§ **JOBS**
- A) Answer the following questions using the English curriculum text below.
(i) Which writing purpose is taught in Upper KS2 only?
(ii) How often are English and separate reading sessions timetabled?
(iii) By what point are children encouraged to develop a legible, cursive, individual handwriting style?
- B) Locate and copy every line of the rows below that contains the word "neck". Matching is case-sensitive.

§ **TEXT PROVIDED**

English

Intent

At Westfield, English and the teaching of English is the foundation of our curriculum. We aim to inspire children in their writing by providing opportunities to develop and apply their writing skills both in English lessons and across the wider curriculum. We want all children to be able to confidently communicate their knowledge, ideas and emotions through their writing and reach their full potential as writers.

We aim  to:

  • Guide and nurture each individual on their own personal journeys to becoming successful writers.
  • Provide exciting writing opportunities and experiences that engage and inspire all pupils.
  • Help children become confident in the skills of speaking and listening and to use them to inspire their writing
  • Ensure children have a good knowledge of phonics as a springboard to becoming fluent writers.
  • Ensure children acquire a wide vocabulary and are able to spell new words by effectively applying the spelling patterns and rules they learn.
  • Ensure children have a good knowledge of grammar and punctuation, and apply it effectively to their writing.
  • Encourage them to write clearly, accurately and coherently, adapting their language and style for a range of contexts, purposes and audiences.
  • Create writers who can re-read, edit and revise their own writing
  • Encourage them to take pride in the presentation of their writing, in part by developing a legible, cursive, individual handwriting style by the time they move to secondary school.
  • Provide a progressive curriculum to build upon previous teaching, with regular assessment to ensure each child’s needs are met to reach their full potential.

Implementation

With these aims in mind, English and separate reading sessions are timetabled daily across all year groups. We passionately believe that reading and writing are inextricably linked therefore studying the text in both reading and writing sessions encourages children to make links and become empathetic and ambitious writers.

Genres and writing purposes

Throughout the school, writing is taught through the use of rich texts, which give the opportunity for children to read as writers, exposing them to inference, high-level vocabulary, a range of punctuation and grammatical structures. Each text is purposefully selected in order to inspire high quality writing from each child. 

Long, medium and short term planning and the use of progression maps ensure that a variety of genres are progressively taught and built upon both throughout the year and throughout the school. These fall under four main writing purposes:

  • Writing to entertain (KS1 and KS2)
  • Writing to inform  (KS1 and KS2)
  • Writing to persuade (KS2 only)
  • Writing to discuss  (Upper KS2 only)

Each year group is teaching the explicit grammar, punctuation and spelling objectives required for that age group. These are taught both as stand-alone lessons and through the process of writing, with grammar objectives linked to the writing purpose.

§ **RECORDS FOR THE EXERCISE**
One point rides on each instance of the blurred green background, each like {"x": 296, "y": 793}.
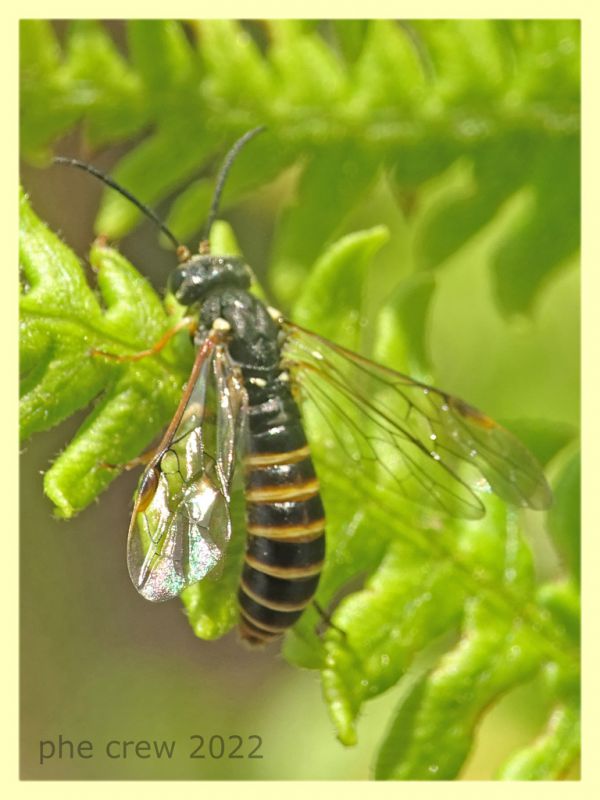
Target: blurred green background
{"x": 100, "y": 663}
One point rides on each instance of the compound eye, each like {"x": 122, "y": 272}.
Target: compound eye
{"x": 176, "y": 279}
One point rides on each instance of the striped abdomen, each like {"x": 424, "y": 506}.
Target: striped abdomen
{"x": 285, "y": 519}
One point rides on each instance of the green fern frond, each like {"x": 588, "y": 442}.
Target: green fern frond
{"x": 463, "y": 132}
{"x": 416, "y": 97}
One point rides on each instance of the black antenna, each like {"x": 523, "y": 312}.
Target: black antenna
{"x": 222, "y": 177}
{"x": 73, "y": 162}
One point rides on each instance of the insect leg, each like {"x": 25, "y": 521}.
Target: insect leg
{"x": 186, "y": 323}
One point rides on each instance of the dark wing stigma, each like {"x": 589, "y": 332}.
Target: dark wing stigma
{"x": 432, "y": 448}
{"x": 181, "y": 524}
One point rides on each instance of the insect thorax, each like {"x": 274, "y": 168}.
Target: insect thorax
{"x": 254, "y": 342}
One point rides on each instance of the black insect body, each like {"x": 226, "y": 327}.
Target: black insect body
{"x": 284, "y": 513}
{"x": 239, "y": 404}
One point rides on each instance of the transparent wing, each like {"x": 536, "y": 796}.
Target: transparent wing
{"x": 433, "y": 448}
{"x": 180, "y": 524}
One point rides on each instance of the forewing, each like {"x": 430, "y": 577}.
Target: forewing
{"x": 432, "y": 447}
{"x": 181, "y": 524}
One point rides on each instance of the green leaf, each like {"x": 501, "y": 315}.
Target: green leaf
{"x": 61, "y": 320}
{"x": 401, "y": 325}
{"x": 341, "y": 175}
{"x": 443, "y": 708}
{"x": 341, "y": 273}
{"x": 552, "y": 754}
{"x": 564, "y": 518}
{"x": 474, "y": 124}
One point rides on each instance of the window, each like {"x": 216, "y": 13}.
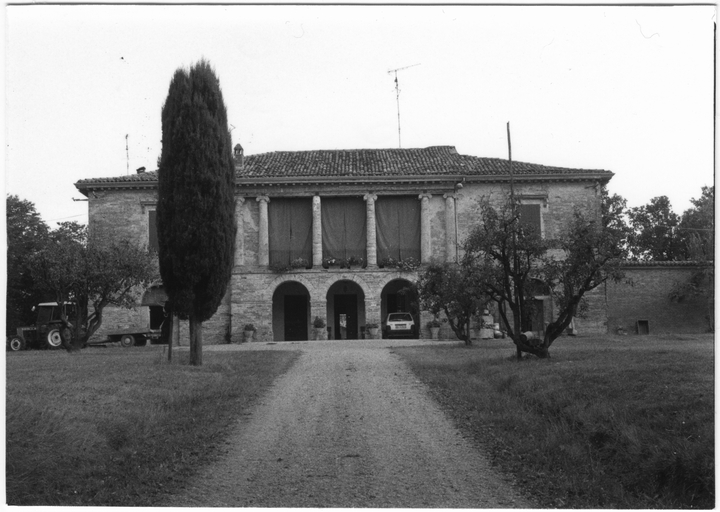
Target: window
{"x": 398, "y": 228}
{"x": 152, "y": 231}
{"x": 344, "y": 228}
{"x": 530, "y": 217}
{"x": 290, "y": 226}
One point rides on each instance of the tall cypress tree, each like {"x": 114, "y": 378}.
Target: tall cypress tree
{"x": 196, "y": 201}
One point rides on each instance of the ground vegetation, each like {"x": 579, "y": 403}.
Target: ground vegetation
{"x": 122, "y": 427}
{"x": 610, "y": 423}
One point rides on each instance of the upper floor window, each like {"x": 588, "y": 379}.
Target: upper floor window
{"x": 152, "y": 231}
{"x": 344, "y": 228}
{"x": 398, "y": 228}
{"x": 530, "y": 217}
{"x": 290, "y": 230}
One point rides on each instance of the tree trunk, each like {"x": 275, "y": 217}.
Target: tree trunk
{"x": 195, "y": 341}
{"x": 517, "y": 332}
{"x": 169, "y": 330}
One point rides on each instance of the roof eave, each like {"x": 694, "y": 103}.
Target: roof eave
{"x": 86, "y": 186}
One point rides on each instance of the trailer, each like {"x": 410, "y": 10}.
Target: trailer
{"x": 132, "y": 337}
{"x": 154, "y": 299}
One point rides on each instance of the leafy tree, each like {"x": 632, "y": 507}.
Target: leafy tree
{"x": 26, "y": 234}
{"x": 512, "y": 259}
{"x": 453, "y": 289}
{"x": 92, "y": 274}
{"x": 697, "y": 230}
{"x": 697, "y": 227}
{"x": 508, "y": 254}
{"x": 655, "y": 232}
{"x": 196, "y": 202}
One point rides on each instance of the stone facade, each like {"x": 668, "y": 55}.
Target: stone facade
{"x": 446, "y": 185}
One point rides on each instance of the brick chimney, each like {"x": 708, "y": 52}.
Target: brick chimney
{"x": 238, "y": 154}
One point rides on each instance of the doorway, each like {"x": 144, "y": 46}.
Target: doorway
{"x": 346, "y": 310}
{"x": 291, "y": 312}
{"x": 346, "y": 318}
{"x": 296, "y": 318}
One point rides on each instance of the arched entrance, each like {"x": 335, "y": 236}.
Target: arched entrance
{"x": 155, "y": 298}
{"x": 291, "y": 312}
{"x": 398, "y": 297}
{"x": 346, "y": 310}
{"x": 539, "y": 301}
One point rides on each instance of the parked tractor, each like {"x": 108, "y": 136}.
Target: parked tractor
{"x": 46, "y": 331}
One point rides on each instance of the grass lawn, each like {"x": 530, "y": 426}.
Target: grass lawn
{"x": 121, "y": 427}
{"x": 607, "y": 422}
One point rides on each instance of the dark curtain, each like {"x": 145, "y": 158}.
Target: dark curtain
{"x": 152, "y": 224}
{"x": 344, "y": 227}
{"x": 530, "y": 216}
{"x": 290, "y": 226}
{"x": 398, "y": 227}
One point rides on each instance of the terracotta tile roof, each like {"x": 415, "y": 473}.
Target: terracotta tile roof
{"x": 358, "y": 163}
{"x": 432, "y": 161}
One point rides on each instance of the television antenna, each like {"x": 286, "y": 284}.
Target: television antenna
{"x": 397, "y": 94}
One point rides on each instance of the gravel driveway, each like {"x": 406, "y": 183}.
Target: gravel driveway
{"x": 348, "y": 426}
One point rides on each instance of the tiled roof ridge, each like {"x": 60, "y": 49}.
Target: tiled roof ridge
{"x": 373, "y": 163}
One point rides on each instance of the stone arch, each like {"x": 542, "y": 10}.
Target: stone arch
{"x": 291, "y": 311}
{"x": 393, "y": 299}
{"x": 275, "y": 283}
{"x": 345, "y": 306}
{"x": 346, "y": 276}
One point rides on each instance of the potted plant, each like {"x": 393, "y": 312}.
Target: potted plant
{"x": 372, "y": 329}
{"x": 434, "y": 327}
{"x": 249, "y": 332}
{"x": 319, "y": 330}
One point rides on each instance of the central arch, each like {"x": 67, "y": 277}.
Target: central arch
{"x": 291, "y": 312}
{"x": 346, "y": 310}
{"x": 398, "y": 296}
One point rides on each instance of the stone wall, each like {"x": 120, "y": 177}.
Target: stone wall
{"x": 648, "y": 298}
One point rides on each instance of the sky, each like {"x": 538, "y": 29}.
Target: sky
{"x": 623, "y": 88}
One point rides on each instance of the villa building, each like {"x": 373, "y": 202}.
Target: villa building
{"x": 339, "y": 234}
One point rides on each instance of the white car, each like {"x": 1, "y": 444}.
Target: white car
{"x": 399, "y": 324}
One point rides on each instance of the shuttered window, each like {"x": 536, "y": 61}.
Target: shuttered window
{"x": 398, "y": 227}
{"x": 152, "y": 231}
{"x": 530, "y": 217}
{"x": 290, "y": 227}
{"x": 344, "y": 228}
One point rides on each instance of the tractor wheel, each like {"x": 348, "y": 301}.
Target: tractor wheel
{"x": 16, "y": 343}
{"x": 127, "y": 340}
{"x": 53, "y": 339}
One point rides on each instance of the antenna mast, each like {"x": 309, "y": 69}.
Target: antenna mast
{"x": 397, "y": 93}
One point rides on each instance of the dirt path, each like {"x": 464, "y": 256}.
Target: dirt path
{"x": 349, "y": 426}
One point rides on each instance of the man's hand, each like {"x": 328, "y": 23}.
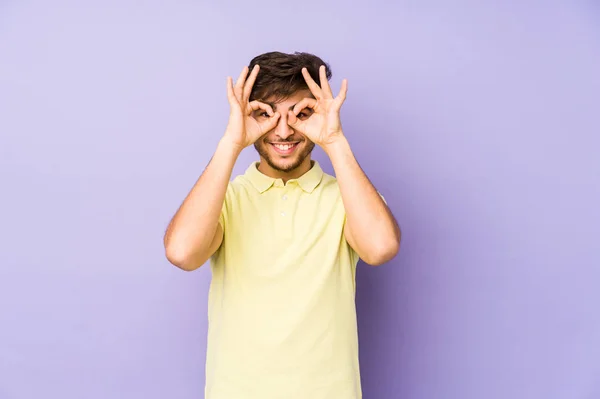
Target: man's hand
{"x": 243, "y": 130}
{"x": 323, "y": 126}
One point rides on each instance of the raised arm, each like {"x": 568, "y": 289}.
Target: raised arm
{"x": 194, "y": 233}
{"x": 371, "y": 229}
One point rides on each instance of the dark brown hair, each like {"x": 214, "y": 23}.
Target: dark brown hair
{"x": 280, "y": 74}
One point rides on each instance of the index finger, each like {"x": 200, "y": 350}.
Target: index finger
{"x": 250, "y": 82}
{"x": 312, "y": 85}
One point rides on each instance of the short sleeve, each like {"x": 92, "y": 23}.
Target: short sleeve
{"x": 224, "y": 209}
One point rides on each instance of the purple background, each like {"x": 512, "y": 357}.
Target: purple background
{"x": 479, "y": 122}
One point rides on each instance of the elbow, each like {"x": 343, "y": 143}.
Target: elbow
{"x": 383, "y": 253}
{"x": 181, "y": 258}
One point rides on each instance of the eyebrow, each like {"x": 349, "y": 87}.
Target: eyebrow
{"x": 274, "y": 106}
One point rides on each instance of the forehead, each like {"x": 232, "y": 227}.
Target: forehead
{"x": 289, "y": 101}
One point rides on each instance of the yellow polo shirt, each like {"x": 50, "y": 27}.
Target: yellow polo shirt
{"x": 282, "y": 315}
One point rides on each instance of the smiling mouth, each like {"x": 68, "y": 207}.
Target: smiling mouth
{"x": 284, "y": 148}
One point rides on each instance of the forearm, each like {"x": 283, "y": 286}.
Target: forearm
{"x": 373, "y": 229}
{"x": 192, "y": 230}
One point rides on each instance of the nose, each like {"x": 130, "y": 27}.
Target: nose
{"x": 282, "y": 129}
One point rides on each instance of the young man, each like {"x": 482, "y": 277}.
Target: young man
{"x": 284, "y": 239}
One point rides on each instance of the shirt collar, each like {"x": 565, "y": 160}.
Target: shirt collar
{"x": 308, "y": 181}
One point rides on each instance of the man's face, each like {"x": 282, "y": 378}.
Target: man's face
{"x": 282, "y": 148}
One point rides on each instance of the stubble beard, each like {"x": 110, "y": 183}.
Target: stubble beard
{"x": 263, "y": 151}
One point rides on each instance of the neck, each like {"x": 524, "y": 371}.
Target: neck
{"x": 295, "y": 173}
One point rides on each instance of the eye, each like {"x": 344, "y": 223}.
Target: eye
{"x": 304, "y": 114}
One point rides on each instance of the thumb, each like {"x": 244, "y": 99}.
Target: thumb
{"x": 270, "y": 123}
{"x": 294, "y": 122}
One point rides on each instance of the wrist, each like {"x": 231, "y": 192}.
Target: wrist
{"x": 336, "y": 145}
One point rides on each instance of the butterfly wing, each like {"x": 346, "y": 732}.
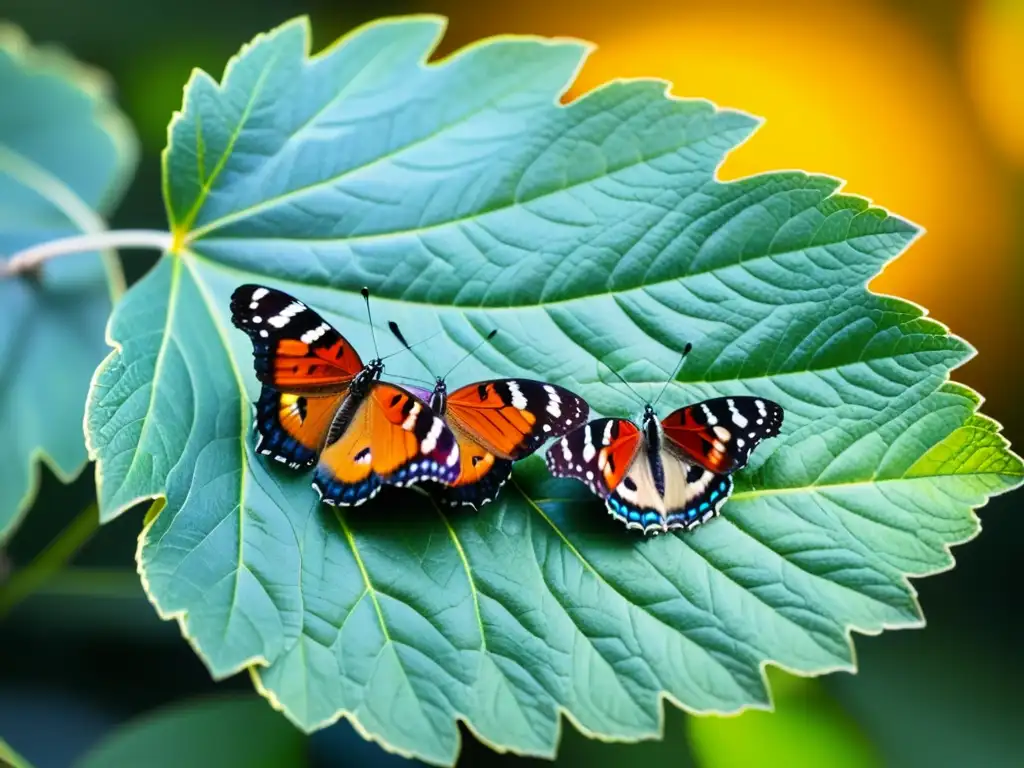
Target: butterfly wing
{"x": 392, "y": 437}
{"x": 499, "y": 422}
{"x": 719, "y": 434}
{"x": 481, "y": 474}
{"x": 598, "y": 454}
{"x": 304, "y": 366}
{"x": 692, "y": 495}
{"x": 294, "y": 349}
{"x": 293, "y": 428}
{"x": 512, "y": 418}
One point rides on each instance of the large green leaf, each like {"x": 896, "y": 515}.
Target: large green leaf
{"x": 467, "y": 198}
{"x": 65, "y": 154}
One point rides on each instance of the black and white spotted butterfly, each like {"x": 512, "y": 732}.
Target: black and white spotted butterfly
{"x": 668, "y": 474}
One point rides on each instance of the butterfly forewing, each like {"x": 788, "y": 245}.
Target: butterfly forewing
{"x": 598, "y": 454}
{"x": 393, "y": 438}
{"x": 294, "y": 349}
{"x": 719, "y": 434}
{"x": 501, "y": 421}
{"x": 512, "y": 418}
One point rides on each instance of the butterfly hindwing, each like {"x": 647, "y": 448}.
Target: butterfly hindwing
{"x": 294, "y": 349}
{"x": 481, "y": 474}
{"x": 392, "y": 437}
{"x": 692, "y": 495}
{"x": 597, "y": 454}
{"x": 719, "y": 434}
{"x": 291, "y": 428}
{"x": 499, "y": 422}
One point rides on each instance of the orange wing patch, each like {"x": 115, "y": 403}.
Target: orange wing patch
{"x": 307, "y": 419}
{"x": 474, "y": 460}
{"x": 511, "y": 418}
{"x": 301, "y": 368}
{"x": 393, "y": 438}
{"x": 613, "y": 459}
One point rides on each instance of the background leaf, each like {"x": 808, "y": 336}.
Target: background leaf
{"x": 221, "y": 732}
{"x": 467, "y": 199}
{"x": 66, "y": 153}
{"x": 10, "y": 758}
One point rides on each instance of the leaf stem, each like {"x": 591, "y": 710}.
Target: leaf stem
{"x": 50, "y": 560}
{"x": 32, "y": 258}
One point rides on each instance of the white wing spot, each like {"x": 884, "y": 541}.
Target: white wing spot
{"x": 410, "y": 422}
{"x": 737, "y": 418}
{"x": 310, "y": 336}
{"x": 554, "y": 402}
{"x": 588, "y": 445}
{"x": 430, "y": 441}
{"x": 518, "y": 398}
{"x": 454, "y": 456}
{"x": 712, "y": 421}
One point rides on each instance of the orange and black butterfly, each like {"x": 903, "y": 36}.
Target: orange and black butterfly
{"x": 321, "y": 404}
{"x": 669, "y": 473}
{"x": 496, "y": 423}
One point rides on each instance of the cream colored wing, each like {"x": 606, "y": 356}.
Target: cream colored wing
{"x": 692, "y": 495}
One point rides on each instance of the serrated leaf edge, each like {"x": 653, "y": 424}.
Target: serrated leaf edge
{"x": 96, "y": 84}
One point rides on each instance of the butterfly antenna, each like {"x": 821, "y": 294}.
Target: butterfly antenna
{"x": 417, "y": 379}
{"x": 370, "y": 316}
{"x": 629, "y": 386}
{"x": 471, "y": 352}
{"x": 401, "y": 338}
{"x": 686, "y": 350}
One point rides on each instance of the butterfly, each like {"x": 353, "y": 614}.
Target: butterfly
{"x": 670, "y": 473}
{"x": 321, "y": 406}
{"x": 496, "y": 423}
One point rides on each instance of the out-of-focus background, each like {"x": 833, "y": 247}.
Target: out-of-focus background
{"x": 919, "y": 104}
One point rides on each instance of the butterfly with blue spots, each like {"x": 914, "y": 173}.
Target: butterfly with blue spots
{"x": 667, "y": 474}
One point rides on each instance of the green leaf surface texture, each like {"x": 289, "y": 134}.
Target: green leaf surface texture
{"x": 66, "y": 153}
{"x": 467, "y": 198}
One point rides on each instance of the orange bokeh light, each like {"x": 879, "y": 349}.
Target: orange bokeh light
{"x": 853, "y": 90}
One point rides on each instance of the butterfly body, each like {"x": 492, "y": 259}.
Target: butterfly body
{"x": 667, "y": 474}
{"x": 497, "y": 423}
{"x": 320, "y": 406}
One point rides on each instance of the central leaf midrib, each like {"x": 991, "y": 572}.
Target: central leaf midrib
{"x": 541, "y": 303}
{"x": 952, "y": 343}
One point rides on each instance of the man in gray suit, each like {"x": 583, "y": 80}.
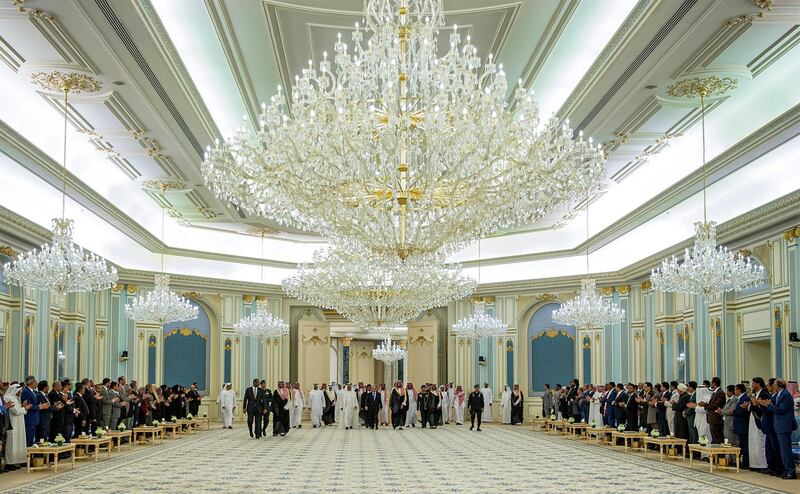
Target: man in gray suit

§ **SOLUTIONS BY TASK**
- A)
(i) Writing to discuss.
(ii) Daily, across all year groups.
(iii) By the time they move to secondary school.

- B)
One point rides on each instance of the neck, each like {"x": 524, "y": 371}.
Target: neck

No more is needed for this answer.